═══ PROVIDED DATA ═══
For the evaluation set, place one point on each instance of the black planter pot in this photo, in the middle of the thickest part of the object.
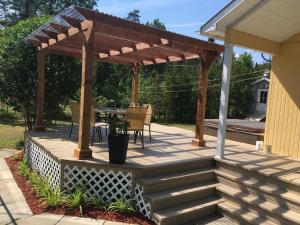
(117, 146)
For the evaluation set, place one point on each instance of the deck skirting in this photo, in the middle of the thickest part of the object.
(107, 183)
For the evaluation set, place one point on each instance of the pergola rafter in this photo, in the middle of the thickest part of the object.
(92, 35)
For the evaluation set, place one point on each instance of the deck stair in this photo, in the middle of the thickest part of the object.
(253, 198)
(181, 193)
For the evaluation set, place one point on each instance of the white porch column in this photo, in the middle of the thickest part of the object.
(224, 100)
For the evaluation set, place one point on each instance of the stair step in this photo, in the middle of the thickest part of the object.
(167, 181)
(187, 212)
(258, 185)
(261, 203)
(216, 220)
(175, 167)
(244, 215)
(181, 195)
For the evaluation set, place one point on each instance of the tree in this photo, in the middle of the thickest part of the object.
(13, 11)
(134, 16)
(18, 72)
(157, 24)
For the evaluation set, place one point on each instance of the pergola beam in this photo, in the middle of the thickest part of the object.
(135, 84)
(40, 94)
(206, 61)
(145, 31)
(83, 151)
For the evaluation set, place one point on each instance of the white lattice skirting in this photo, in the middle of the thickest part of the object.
(105, 183)
(45, 164)
(108, 185)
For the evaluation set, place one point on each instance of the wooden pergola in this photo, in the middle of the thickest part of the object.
(92, 35)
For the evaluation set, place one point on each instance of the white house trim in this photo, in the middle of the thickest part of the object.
(228, 54)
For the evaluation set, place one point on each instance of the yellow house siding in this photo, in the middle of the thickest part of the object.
(283, 115)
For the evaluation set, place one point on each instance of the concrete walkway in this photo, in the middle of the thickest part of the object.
(15, 211)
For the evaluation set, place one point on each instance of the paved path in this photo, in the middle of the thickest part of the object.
(15, 211)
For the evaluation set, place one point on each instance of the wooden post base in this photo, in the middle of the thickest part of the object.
(198, 142)
(83, 153)
(39, 128)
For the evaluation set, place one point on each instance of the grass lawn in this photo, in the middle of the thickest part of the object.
(188, 126)
(10, 134)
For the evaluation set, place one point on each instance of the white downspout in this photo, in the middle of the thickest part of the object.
(228, 54)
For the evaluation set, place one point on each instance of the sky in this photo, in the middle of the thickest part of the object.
(180, 16)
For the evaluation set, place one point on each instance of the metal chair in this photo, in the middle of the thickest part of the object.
(148, 118)
(75, 110)
(136, 118)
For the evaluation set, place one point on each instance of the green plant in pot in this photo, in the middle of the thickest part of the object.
(118, 140)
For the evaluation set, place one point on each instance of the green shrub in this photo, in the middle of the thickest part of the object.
(121, 206)
(9, 114)
(24, 169)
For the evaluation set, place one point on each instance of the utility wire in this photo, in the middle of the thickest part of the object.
(178, 85)
(194, 89)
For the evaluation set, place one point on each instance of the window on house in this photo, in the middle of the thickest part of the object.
(263, 97)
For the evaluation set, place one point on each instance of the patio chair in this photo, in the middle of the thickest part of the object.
(148, 118)
(75, 110)
(136, 118)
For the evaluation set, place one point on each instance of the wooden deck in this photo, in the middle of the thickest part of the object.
(172, 145)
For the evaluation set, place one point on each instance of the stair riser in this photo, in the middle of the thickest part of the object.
(186, 218)
(174, 183)
(174, 168)
(262, 195)
(255, 209)
(237, 170)
(234, 218)
(182, 199)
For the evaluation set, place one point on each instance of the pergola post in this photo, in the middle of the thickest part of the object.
(224, 100)
(201, 102)
(40, 94)
(135, 84)
(83, 151)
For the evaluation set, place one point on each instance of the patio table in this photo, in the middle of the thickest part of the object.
(111, 111)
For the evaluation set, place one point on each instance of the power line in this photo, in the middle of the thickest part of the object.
(178, 85)
(194, 89)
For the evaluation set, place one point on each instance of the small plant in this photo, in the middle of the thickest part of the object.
(121, 206)
(20, 144)
(15, 157)
(54, 197)
(77, 198)
(93, 201)
(24, 169)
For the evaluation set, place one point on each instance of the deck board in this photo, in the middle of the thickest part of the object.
(170, 145)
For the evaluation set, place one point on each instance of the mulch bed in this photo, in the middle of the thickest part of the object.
(37, 206)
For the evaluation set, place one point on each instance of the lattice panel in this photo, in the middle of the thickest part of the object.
(108, 185)
(43, 163)
(142, 206)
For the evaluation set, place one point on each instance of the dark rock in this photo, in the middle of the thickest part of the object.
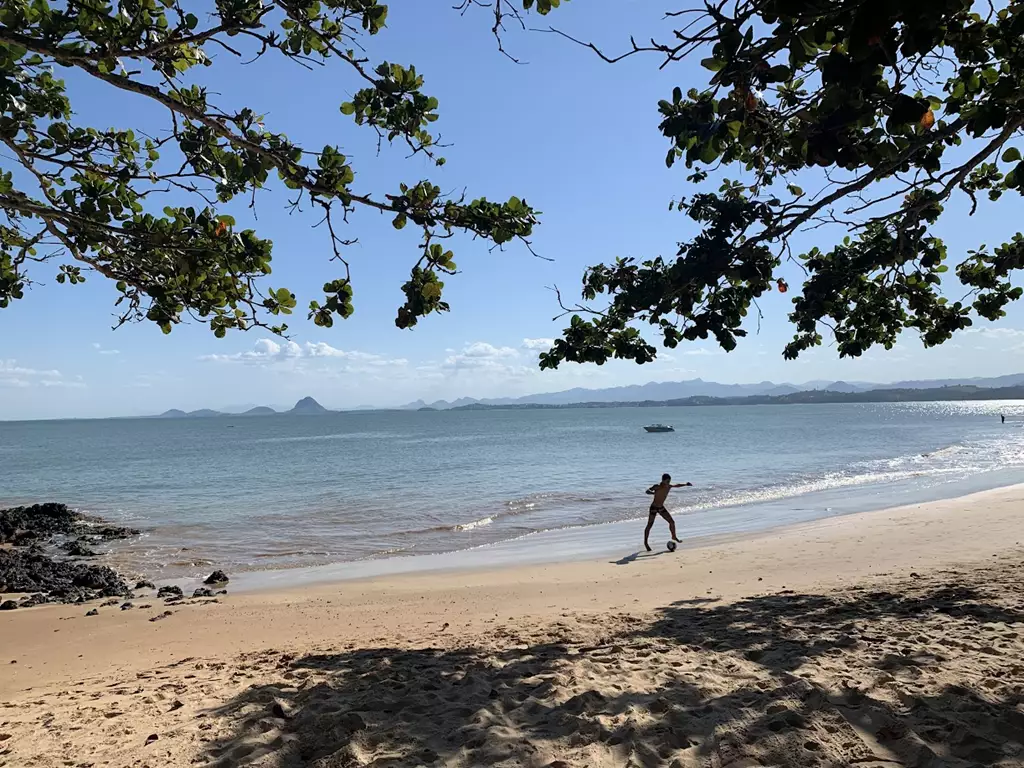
(351, 722)
(104, 532)
(40, 520)
(61, 581)
(217, 577)
(77, 549)
(24, 538)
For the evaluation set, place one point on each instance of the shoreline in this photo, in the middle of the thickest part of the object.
(622, 539)
(821, 554)
(889, 637)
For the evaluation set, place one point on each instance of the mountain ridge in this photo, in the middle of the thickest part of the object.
(671, 390)
(305, 407)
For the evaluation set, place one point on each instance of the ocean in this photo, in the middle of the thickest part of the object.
(271, 494)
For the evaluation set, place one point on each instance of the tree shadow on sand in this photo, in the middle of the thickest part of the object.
(928, 675)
═══
EXERCISE OBJECTIVE:
Exclude the images and reproduce the remaining data exactly.

REPLY TO THE EXERCISE:
For the evaluation set, place one point on each instance of the black planter pot in this photo, in the middle of the thickest part of the object.
(117, 146)
For the evaluation set, place one point on each instance of the deck skirting in this photo, in the middle of the thickest part of the object.
(107, 183)
For the evaluation set, place one point on each instance of the pergola rafter in this photo, in the middle of the thickest part of the object.
(92, 35)
For the evaluation set, place one point on each instance of the deck stair in this photo, in the middle of the thickest part of the object.
(253, 198)
(181, 193)
For the evaluation set, place one point on each instance of the white porch column in this photo, in the middle of the thickest part of the object.
(224, 100)
For the evaluation set, place one point on each instance of the stair step in this photo, in the middle of the thickest part of the object.
(167, 181)
(187, 212)
(258, 185)
(261, 203)
(216, 220)
(175, 167)
(244, 215)
(181, 195)
For the evaluation set, place one point on each instance of the tree in this photo, in the middle of the thickest part of the object.
(13, 11)
(134, 16)
(18, 72)
(157, 24)
For the evaluation set, place one point on each instance of the pergola beam in this photo, in the middle of the thickest part of the object.
(135, 84)
(40, 94)
(206, 61)
(145, 31)
(83, 151)
For the evaluation set, place one point on each instance of the white lattice skirting in this photo, in the middle of the thickest part of the object.
(105, 183)
(45, 164)
(108, 185)
For the evaluation set, place one point on each instance of the wooden pergola in this photo, in the middle of the thickest part of the object.
(92, 35)
For the evaluation set, place one point on each instance of the white house trim in this photo, in the middle of the thickest part of the object.
(228, 54)
For the evaluation set, place one point on each instance of the yellow house siding in this photo, in the middle of the thickest part of the object.
(283, 115)
For the evaluation set, place one point on each instance of the concrete walkway in this photo, in the middle of the thickest part of the object.
(15, 211)
For the evaluation set, place one point on each instance of the paved path in this photo, in the middle of the thickest part of the object.
(15, 211)
For the evaluation set, place one point on each instance of the wooden post base in this photo, in the middle of the thickest part of the object.
(198, 142)
(83, 153)
(39, 128)
For the evaluation set, place one point on each instance of the grass lawn in this photo, in the middle of the thickest part of the object.
(188, 126)
(10, 134)
For the evaluation set, place one point on each instance of the white downspout in this photo, in the middle of the thickest part of the object.
(228, 54)
For the evaluation set, place one point on each instance of the sky in this photo, in the middle of the thickest part of the object.
(180, 16)
For the evaluation set, place one point on each instance of the metal chair in this photo, in the middle of the thickest part of the object.
(148, 118)
(75, 110)
(136, 118)
For the evaluation set, place one point on each instance of the green plant in pot in this photo, in the middle of the thickest part of the object.
(118, 140)
For the evaluation set, place one point on each instance of the green shrub in this photo, in the middle of the thickest part of the object.
(121, 206)
(9, 114)
(24, 169)
For the evaluation set, place one point on each instance of the utility wire in this photo, in the middle of the thickest part of the object.
(178, 85)
(194, 89)
For the evaluation set, place one point on each instance of the window on house in this photo, in the middle of the thickest part of the object.
(263, 97)
For the evaluation set, place one point on each instance of the patio chair in this photo, in the middle of the thickest part of the object.
(148, 118)
(75, 110)
(136, 118)
For the evaluation set, place one point on each instance of the wooden deck in this photo, in the middle of the thickest part of the object.
(172, 145)
For the evaluation set, place one point on each instance of the stair riser in this photo, in the middle of the thickest part of the object.
(186, 218)
(174, 183)
(174, 168)
(262, 195)
(255, 209)
(237, 170)
(234, 218)
(182, 199)
For the evaluation set, place one point on each instance of the pergola post in this photo, in the middle of the thickest part of the object.
(224, 100)
(201, 102)
(40, 94)
(135, 84)
(83, 151)
For the evaluation set, place one point on each instance of the patio table in this photo, in the middle of the thickest part of the object.
(111, 111)
For the evaluation set, place one point on each instance of the power line in this photo, in the middle of the thickest part of the object.
(178, 85)
(194, 89)
For the evaluation set, place one point on each instance of the small plant in this photo, in the middle of the thickest part of the object.
(121, 206)
(20, 144)
(15, 157)
(54, 197)
(77, 198)
(93, 201)
(24, 169)
For the evaluation set, place one point on each instance of the deck board in this photo, in the middle of the thickest part of the object.
(170, 145)
For the evaluation set, place one point on each instance of the mulch bed in this photo, in the middle of the thickest part of the object.
(37, 206)
For the evaluation set, place one point on each instance of the lattice panel in this photo, in the middle of the thickest part of the object.
(108, 185)
(43, 163)
(142, 206)
For the evaluation set, place one point on each instance of the dark rock in this photo, in the middle of the thickest part of the object.
(351, 722)
(104, 532)
(40, 520)
(61, 581)
(217, 577)
(77, 549)
(24, 538)
For the evaluation set, place one point on each instance of the shoreline in this photo, in the middle of the thickest part of the object.
(622, 539)
(821, 554)
(889, 637)
For the evaluation set, place one point on each instance of the mountain ridge in this photo, in the middle of the thickest part of the object.
(671, 390)
(305, 407)
For the evaluation set, place one point on each instance of the ocean in this photo, in the middle of the thickest part of the object.
(271, 494)
For the evaluation set, place one point on each instance of the tree shadow on sand in this photo, in the middle of the thickest part of the object.
(928, 675)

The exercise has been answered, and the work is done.